**Problem details**
Write the records out again in full, word for word.

**Data records**
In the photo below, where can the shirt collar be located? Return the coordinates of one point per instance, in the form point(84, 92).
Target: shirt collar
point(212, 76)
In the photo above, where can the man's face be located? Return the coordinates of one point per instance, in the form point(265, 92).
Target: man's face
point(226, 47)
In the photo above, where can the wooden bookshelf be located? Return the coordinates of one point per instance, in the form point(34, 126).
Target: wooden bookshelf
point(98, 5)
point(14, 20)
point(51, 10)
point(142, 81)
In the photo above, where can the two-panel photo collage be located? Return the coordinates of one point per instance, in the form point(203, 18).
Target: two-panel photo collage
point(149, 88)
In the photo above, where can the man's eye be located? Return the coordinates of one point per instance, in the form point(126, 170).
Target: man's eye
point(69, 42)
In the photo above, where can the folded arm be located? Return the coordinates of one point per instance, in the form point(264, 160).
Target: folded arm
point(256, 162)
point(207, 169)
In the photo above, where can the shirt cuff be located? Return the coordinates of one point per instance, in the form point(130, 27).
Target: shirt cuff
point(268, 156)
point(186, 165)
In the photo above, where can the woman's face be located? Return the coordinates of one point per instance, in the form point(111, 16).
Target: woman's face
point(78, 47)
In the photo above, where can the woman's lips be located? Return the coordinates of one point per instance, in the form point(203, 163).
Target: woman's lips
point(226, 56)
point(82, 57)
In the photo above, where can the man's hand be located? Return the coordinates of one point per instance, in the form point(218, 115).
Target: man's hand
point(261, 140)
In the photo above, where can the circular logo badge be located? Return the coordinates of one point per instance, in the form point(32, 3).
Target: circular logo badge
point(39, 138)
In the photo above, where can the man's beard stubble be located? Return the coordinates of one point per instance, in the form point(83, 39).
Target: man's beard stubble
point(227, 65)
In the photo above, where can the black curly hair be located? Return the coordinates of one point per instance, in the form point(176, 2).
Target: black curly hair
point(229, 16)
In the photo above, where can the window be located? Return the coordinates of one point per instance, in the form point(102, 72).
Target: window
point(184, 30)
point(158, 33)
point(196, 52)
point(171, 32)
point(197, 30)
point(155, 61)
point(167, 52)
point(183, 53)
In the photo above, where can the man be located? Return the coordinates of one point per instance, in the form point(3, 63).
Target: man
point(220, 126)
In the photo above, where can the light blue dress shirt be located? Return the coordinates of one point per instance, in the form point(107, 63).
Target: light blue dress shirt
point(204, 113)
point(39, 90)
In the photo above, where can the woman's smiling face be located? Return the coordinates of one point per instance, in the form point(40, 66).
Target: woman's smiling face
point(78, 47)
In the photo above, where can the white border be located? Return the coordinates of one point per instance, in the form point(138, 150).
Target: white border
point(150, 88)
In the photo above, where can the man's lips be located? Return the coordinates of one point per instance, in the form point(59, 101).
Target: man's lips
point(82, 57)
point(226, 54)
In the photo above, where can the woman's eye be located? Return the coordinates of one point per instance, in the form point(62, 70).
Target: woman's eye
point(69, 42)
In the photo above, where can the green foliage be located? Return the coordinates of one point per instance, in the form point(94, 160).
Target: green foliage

**Solution for this task**
In the photo below, where can the shirt collar be located? Return the coordinates of one point per instance, in the form point(84, 92).
Target: shirt collar
point(212, 76)
In the photo above, where can the man's face be located? Return the coordinates of one point per instance, in the form point(265, 92).
Target: man's face
point(226, 47)
In the photo above, where can the wooden bookshelf be located? Return the coordinates of one point per instance, in the form point(34, 126).
Target: wooden bookshelf
point(98, 5)
point(14, 20)
point(51, 10)
point(142, 81)
In the photo above, where can the two-panel photo collage be located? Return the coordinates of one point per instance, in the form point(203, 18).
Target: two-panel photo collage
point(149, 88)
In the photo above, where can the man's eye be located? Return the coordinates of one point per instance, in the form point(126, 170).
Target: man's eye
point(69, 42)
In the photo above, where can the folded arm be located? Return the coordinates of one point per instance, in the form point(264, 160).
Target: folded arm
point(256, 162)
point(207, 169)
In the photo above, where can the shirt cuff be located? Return the coordinates of one point per instance, in the form point(130, 27).
Target: shirt cuff
point(268, 156)
point(186, 165)
In the photo above, where can the woman's face be located? Return the coordinates of one point per instance, in the form point(111, 16).
Target: woman's face
point(78, 47)
In the photo above, where can the woman's lips be located? Return the coordinates of one point per instance, in the form point(203, 163).
Target: woman's lips
point(226, 56)
point(82, 57)
In the photo above, where can the man's hand be located? Return the coordinates of one point per instance, in the form point(218, 115).
Target: man's hand
point(261, 140)
In the photo above, where can the circular logo badge be located? Return the coordinates of one point per instance, in the form point(32, 3).
Target: circular logo badge
point(39, 138)
In the photo above, where can the man's beard stubble be located? Return the coordinates of one point per instance, in the form point(83, 39).
Target: man's beard stubble
point(227, 65)
In the photo above, where can the black curly hair be located? Return the coordinates of one point per instance, in the form point(176, 2).
Target: black curly hair
point(229, 16)
In the photo above, where can the window be located? Return the coordinates of one point per instance, in the form point(102, 72).
Target: window
point(184, 30)
point(158, 33)
point(196, 52)
point(171, 32)
point(197, 30)
point(155, 61)
point(167, 52)
point(183, 53)
In the photo above, where can the man be located? Return the coordinates of one point per instance, in the form point(3, 63).
Target: man
point(220, 126)
In the photo above, where can the light blue dress shirt be located? Return the coordinates of one point per instance, in the form point(107, 63).
Target: light blue dress shirt
point(204, 113)
point(39, 90)
In the photo above, where can the woman's smiling face be located? Return the coordinates of one point per instance, in the form point(40, 66).
Target: woman's smiling face
point(78, 47)
In the photo above, where can the white border be located? Return the coordinates of one point per instance, in the form point(138, 150).
Target: white border
point(150, 88)
In the photo above, where can the man's lips be located? Return the coordinates of one point per instance, in the form point(59, 101).
Target: man's lips
point(82, 57)
point(226, 54)
In the photo above, where can the woman's eye be located? Return the coordinates of one point per instance, in the form point(62, 70).
Target: woman's eye
point(69, 42)
In the photo above, where can the green foliage be located? Return the coordinates of one point per instance, in the form point(94, 160).
Target: green foliage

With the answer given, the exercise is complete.